**EXERCISE REQUIREMENTS:** Please copy the material below line for line, without changing a single character.
>> BEGIN DATA ENTRIES
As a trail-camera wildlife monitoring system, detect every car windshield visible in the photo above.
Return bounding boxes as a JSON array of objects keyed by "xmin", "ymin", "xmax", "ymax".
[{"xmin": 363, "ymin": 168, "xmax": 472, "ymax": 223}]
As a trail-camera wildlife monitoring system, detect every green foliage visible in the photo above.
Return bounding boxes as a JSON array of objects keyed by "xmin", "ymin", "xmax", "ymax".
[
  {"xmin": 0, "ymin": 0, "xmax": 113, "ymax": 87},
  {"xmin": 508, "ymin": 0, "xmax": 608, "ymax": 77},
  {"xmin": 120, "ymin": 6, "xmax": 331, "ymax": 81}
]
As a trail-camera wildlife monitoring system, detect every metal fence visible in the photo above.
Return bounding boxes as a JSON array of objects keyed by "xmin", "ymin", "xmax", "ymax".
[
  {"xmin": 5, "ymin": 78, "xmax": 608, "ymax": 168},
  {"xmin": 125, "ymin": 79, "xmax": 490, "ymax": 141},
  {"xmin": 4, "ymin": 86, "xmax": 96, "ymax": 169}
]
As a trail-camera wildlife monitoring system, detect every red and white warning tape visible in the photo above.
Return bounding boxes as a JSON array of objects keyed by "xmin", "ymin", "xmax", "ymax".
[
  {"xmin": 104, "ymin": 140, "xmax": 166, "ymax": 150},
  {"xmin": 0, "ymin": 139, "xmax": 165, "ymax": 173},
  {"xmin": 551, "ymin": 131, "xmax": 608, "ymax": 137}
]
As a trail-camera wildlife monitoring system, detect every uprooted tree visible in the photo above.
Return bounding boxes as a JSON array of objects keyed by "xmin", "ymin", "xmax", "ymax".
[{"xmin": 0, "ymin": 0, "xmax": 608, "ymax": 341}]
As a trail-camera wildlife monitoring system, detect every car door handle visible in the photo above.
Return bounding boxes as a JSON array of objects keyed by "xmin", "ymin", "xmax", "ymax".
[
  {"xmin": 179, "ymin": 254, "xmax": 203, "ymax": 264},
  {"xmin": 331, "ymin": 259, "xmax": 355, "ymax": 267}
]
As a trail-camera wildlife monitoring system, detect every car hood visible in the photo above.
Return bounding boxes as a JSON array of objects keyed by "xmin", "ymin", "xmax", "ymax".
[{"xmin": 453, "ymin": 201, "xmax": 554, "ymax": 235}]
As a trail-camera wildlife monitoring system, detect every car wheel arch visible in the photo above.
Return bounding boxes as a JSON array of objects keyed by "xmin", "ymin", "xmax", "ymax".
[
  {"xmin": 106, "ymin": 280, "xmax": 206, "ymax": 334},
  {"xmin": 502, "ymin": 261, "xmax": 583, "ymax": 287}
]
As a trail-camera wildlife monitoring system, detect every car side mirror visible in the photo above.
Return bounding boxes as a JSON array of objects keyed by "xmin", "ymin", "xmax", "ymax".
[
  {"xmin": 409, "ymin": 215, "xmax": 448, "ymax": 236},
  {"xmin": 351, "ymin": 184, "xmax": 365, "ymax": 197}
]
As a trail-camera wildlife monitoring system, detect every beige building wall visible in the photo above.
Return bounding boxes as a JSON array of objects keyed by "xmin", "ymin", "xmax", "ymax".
>> END DATA ENTRIES
**SOLUTION TO THIS PROBLEM:**
As a trail-camera wildlife monitoring system, detect every car windshield visible in the photo above.
Return bounding boxes as a JSON array of objects keyed by "xmin", "ymin", "xmax", "ymax".
[{"xmin": 363, "ymin": 168, "xmax": 472, "ymax": 223}]
As a trail-camera wildlife monitoring system, detect every green foliage visible in the photo above.
Return bounding boxes as a JSON array of objects keyed by "xmin", "ymin", "xmax", "ymax".
[
  {"xmin": 0, "ymin": 0, "xmax": 113, "ymax": 87},
  {"xmin": 508, "ymin": 0, "xmax": 608, "ymax": 77},
  {"xmin": 120, "ymin": 6, "xmax": 331, "ymax": 81}
]
As a trail-camera wildlife monitoring system, detect every metal fence visible in the photo above.
Return bounding boxes as a JSON array of objects keyed by "xmin", "ymin", "xmax", "ymax".
[
  {"xmin": 5, "ymin": 78, "xmax": 608, "ymax": 168},
  {"xmin": 125, "ymin": 79, "xmax": 490, "ymax": 141},
  {"xmin": 4, "ymin": 86, "xmax": 96, "ymax": 169}
]
As a trail-camera wildlife monitoring system, detect every red and white warning tape visible in the photo above.
Return bounding boxes as a JSON array of objects keyed by "xmin", "ymin", "xmax", "ymax".
[
  {"xmin": 104, "ymin": 140, "xmax": 166, "ymax": 150},
  {"xmin": 0, "ymin": 139, "xmax": 165, "ymax": 173},
  {"xmin": 551, "ymin": 131, "xmax": 608, "ymax": 137}
]
As a trail-camera wildlife monitoring system, detect every uprooted tree visible in the photo above.
Return bounding boxes as a JSON array of objects keyed by "xmin", "ymin", "xmax", "ymax".
[{"xmin": 0, "ymin": 0, "xmax": 608, "ymax": 341}]
As a trail-camera wildlife monitoring system, detect every car door handle visible in the photo above.
Return bounding boxes as a JSON array of objects keyed by "xmin", "ymin", "xmax", "ymax".
[
  {"xmin": 179, "ymin": 254, "xmax": 203, "ymax": 264},
  {"xmin": 331, "ymin": 259, "xmax": 355, "ymax": 267}
]
As a trail-camera wildlife monitoring system, detect every car hood visible in the photo above.
Return bounding boxes as a JSON array of objects keyed by "xmin", "ymin", "xmax", "ymax".
[{"xmin": 453, "ymin": 201, "xmax": 554, "ymax": 235}]
As a trail-camera wildlife monitoring system, detect every car wheel arch visible in the photo above.
Return bounding boxes as a JSON array of objects keyed by "xmin", "ymin", "xmax", "ymax".
[
  {"xmin": 106, "ymin": 280, "xmax": 206, "ymax": 334},
  {"xmin": 502, "ymin": 261, "xmax": 583, "ymax": 287}
]
As a trail-camera wildlife monitoring system, detect every car side mirror visible in the photo above.
Return bounding boxes as a JSON array of objects keyed by "xmin", "ymin", "xmax", "ymax".
[
  {"xmin": 409, "ymin": 215, "xmax": 448, "ymax": 236},
  {"xmin": 351, "ymin": 184, "xmax": 365, "ymax": 197}
]
As a trail-camera wildlife monitoring system, detect every beige building wall visible in the photo above.
Return bounding boxes as a JSON array of objects keyed by "xmin", "ymin", "xmax", "ymax".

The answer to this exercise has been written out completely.